(Para la reflexión y la polémica)
En los cimientos de la Argentina profunda, semiescondidas
por infinidad de argumentos parciales y cosmogonías, ideologías y debates
picarescos, hay dos formas de comprender la convivencia.
Lo afirmábamos ya en el 2008, cuando estas “placas
tectónicas” produjeron el choque que conmovió al país con el “reclamo del
campo”. Esas formas, en su núcleo más puro, giran alrededor de “ideas-fuerza”
que han chocado y chocan a veces en forma subterránea y en otras eclosionan
fuertemente.
Una de esas vertientes podría definirse como
“autoritaria-conservadora”. Más o menos chauvinista según las épocas, cree en
las potestades ilimitadas del “poder” para regular la mayor cantidad posible de
relaciones humanas, relativiza la importancia de la libertad y el libre
albedrío, es afecta a la fuerza y a las demostraciones de fuerza y sus utopías
se ubican en el pasado. Que “siempre fue mejor”.
La otra es abierta a la modernización progresista. Se
enraíza en las visiones cosmopolitas que creen en la unidad esencial del género
humano, más o menos universalista según las épocas, cree que el poder debe
actuar más sobre las cosas que sobre las personas, a las que les reconoce la
libertad originaria. En sus visiones más modernas, cree que debe ampliarse esa
libertad garantizando las posibilidades de elección de los caminos de vida de
cada uno con pisos de dignidad y ciudadanía creando puntos de partida lo más
equitativos posibles. Honra el pasado, pero su utopía se ubica en el futuro.
Estas formas de entender el país se concentran, sin
exclusividad, en dos vertientes político-culturales. Una, organicista y
jerárquica. Otra, democrática y plural.
La historia argentina ha estado motorizada siempre por el
choque profundo de estas visiones, que también suelen imbricarse recíprocamente
hasta perder su nitidez en la política real. Ambas han estado presentes, en
mayor o menor medida, en las grandes formaciones políticas. Sin embargo, puede
afirmarse que durante el siglo XX la primera construyó su “nido” en el
peronismo –hoy, el kirchnerismo- y la segunda en el radicalismo –hoy, en
Cambiemos-.

Problemas a resolver:
- 1) En el texto sobre las dos formas de entender la Argentina, ¿en qué tiempo sitúa sus utopías la vertiente autoritaria-conservadora?
- 2) Reproduce palabra por palabra el fragmento del texto sobre las dos formas de entender la Argentina que se abre con las palabras "En los cimientos" y se cierra con "comprender la convivencia.".

Entradas de un conjunto de anotación de puntos:

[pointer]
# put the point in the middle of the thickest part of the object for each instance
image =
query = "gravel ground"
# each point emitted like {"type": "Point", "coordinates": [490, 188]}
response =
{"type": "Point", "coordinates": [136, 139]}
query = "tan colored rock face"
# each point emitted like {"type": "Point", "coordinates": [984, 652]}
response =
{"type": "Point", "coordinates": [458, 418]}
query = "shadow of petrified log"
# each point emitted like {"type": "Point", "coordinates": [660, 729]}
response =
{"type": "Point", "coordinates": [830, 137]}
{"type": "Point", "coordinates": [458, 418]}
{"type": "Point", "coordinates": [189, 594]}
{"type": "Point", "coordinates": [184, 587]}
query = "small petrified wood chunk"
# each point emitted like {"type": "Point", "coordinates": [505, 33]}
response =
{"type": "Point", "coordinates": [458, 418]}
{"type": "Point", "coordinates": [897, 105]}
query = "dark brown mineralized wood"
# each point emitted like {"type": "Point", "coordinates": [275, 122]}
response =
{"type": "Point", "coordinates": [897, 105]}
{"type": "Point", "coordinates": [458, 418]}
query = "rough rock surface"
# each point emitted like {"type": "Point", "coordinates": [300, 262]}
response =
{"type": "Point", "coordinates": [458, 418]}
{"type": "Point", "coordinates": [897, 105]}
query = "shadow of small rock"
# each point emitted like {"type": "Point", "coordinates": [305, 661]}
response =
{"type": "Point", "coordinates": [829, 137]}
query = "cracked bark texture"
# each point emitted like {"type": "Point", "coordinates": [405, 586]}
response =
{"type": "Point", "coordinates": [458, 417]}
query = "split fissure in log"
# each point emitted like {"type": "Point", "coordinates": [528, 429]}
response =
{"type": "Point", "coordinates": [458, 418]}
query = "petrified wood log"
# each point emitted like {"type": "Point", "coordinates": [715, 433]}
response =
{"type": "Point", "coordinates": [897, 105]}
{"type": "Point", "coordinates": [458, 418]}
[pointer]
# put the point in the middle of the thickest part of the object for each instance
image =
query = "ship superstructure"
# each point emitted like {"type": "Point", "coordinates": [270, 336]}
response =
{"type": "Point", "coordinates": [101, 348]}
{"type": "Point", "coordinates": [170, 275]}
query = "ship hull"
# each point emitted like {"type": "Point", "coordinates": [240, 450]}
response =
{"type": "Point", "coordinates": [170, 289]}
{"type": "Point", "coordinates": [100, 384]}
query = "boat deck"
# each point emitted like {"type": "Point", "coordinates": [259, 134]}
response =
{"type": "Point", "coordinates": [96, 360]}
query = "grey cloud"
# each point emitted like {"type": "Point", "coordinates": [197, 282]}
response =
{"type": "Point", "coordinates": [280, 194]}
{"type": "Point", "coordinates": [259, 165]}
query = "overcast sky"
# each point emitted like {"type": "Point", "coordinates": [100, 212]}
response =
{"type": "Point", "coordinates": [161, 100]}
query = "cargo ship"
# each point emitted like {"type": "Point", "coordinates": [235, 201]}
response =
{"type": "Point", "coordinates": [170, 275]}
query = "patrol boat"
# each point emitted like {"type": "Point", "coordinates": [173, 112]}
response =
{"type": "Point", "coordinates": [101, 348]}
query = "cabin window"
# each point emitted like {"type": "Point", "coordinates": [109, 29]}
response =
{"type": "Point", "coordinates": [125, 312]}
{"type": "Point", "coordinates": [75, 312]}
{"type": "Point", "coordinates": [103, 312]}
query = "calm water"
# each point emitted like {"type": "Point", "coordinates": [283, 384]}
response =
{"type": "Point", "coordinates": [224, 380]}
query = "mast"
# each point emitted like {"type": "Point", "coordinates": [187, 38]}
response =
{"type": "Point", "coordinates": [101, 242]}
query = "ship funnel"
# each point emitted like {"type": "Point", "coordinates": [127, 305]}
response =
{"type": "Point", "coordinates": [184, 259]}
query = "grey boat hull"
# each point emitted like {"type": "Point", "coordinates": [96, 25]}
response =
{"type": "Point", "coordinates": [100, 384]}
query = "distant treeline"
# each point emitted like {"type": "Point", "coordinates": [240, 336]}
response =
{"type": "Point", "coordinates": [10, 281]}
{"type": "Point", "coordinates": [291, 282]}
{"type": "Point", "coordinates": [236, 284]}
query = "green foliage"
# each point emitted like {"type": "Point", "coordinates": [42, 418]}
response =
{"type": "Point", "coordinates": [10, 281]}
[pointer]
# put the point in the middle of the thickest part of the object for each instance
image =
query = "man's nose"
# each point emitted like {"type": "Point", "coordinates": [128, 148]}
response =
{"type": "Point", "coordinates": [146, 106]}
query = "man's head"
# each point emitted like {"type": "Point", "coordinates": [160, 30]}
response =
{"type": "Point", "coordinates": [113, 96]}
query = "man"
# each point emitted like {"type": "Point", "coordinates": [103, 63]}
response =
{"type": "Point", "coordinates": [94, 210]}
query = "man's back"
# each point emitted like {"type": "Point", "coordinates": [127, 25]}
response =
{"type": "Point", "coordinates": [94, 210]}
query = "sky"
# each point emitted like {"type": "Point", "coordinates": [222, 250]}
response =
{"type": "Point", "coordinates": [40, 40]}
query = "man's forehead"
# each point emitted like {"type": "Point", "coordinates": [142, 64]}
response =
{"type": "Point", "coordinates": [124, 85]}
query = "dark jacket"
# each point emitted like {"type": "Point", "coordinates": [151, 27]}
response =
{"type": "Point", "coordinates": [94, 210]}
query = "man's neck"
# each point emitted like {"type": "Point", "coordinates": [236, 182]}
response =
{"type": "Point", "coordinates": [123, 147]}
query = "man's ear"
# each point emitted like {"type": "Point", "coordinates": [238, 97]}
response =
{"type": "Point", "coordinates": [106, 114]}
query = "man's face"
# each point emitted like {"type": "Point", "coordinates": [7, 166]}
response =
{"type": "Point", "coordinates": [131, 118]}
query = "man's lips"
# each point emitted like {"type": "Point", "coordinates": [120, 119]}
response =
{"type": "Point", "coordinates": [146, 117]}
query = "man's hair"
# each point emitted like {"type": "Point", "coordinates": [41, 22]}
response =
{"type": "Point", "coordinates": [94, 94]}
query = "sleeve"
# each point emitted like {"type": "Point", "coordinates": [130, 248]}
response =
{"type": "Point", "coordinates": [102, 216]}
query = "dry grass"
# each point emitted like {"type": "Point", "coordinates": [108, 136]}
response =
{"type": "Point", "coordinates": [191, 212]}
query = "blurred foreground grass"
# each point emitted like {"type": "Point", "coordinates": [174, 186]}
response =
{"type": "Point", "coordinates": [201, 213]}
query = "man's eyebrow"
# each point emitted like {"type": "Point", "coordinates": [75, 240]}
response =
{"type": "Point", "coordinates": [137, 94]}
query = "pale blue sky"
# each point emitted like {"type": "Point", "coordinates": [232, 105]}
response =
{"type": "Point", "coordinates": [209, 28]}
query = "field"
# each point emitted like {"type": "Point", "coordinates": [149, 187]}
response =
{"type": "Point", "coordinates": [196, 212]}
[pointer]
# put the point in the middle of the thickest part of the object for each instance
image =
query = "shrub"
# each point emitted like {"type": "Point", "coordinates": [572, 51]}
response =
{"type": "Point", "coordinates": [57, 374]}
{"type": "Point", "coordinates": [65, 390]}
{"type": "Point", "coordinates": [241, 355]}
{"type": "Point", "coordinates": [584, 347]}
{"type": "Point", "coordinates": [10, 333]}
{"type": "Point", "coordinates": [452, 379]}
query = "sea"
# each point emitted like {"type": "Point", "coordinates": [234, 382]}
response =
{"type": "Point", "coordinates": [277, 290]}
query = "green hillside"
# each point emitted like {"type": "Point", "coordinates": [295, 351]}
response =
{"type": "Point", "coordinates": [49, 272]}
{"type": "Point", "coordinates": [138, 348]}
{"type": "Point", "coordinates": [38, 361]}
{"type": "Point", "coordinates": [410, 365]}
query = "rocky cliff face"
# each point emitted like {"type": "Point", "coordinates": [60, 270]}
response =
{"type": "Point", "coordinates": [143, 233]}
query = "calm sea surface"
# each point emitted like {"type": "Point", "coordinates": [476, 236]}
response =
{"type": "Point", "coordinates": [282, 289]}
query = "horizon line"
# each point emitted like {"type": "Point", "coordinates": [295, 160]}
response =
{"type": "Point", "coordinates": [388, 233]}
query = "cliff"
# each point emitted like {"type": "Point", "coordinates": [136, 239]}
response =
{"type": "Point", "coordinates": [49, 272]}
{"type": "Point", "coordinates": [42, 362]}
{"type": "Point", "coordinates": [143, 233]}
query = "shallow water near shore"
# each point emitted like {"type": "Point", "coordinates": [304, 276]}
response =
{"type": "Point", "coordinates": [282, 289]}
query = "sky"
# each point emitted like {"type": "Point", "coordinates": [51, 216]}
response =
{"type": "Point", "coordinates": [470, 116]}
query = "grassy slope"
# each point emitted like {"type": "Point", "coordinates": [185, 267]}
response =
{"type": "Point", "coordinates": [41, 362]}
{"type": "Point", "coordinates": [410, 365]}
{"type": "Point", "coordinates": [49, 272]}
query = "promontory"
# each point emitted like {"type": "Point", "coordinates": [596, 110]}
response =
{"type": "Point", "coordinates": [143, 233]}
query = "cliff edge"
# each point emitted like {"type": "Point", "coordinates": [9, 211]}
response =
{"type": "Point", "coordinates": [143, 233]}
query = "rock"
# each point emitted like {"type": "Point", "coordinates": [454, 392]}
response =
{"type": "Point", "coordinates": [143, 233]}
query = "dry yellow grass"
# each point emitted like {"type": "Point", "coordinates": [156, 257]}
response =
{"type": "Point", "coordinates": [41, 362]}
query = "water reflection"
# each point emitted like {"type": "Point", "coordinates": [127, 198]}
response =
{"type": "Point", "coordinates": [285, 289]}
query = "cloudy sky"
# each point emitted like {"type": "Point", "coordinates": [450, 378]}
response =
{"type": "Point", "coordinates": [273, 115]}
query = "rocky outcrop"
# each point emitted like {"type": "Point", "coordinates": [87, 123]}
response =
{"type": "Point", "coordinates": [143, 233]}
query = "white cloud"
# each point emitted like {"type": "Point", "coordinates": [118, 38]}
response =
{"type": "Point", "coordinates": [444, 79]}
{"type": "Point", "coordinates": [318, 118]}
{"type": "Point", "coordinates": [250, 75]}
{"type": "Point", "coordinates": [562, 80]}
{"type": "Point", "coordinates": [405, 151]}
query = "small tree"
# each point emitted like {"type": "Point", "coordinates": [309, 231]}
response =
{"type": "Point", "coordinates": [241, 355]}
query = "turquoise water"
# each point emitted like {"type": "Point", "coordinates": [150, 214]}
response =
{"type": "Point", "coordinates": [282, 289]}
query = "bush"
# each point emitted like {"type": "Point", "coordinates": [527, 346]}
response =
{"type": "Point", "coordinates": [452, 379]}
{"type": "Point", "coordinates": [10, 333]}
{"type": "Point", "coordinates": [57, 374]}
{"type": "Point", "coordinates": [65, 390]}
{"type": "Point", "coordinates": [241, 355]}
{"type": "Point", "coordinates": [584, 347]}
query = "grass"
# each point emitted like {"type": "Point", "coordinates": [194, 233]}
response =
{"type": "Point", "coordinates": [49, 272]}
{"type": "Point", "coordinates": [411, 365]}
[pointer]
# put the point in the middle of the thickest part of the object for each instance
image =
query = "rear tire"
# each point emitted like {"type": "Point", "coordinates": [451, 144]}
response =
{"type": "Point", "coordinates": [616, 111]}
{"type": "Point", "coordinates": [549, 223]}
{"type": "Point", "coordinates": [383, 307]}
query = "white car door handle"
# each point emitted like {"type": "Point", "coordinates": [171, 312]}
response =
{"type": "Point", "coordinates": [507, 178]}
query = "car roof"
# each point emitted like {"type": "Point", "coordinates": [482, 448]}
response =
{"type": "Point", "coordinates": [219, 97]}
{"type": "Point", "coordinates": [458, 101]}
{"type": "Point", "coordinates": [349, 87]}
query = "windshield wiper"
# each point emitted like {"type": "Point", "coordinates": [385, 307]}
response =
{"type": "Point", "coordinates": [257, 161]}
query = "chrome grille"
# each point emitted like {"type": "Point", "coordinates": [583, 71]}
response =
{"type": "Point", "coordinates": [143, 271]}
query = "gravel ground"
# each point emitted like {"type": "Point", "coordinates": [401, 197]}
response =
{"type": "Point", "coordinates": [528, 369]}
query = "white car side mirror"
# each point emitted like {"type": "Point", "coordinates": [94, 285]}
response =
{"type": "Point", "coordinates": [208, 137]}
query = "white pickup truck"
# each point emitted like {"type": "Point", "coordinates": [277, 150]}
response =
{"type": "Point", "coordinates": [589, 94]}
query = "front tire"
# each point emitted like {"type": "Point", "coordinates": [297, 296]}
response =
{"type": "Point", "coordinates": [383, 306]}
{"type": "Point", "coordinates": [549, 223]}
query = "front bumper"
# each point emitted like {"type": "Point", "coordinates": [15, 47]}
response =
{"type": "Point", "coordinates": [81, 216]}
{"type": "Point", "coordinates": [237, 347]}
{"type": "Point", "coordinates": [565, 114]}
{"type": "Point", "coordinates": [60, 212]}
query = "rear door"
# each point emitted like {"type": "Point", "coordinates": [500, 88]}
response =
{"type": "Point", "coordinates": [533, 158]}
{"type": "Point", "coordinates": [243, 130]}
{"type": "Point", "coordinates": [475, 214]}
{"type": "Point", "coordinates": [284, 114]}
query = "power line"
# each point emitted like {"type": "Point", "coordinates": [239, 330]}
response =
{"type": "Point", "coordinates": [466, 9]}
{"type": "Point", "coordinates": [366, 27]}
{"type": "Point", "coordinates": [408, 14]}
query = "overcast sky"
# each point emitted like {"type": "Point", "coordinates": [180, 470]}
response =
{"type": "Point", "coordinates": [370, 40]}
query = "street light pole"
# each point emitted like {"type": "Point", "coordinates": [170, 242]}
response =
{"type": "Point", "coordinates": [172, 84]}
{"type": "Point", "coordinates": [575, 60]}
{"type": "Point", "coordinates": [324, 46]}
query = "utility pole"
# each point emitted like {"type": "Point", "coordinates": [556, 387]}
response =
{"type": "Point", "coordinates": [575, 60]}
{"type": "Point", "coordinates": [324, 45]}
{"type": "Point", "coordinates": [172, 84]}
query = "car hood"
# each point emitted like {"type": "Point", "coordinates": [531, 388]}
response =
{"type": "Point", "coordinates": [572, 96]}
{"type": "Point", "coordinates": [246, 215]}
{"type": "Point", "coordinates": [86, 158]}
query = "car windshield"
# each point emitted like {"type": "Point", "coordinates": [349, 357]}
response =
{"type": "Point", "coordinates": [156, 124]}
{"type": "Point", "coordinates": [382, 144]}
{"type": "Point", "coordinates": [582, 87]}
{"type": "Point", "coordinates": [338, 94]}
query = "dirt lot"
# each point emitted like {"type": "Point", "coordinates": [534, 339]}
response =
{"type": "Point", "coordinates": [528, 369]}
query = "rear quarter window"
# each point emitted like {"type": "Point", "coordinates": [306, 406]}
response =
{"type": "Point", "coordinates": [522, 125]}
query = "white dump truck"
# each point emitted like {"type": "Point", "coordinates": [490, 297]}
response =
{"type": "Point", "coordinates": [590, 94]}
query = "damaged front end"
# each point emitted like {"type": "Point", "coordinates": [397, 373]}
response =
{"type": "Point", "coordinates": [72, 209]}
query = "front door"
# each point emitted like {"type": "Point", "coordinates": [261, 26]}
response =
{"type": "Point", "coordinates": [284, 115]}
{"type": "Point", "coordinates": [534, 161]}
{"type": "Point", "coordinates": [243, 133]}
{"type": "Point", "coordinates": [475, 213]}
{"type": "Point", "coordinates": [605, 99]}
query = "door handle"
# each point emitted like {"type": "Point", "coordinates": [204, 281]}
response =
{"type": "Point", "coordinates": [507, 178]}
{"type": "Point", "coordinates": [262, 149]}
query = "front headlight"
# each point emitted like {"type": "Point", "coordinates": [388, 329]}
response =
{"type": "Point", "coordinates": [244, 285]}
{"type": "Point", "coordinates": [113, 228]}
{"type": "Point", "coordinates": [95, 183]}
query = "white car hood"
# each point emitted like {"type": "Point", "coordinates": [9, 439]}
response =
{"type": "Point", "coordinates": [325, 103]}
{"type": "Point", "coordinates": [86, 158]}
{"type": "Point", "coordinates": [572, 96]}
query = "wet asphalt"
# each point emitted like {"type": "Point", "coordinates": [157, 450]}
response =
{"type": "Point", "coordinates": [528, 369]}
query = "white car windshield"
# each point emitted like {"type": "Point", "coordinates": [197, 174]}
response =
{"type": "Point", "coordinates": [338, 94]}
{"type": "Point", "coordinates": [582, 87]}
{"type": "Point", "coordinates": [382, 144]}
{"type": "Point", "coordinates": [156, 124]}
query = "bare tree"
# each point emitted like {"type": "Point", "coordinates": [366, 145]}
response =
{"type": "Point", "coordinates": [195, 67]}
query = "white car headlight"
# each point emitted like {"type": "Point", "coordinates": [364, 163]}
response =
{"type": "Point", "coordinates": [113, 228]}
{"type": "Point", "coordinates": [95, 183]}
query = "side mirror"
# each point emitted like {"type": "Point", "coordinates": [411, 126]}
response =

Resultados:
- 1) En el pasado.

- 2)
En los cimientos de la Argentina profunda, semiescondidas
por infinidad de argumentos parciales y cosmogonías, ideologías y debates
picarescos, hay dos formas de comprender la convivencia.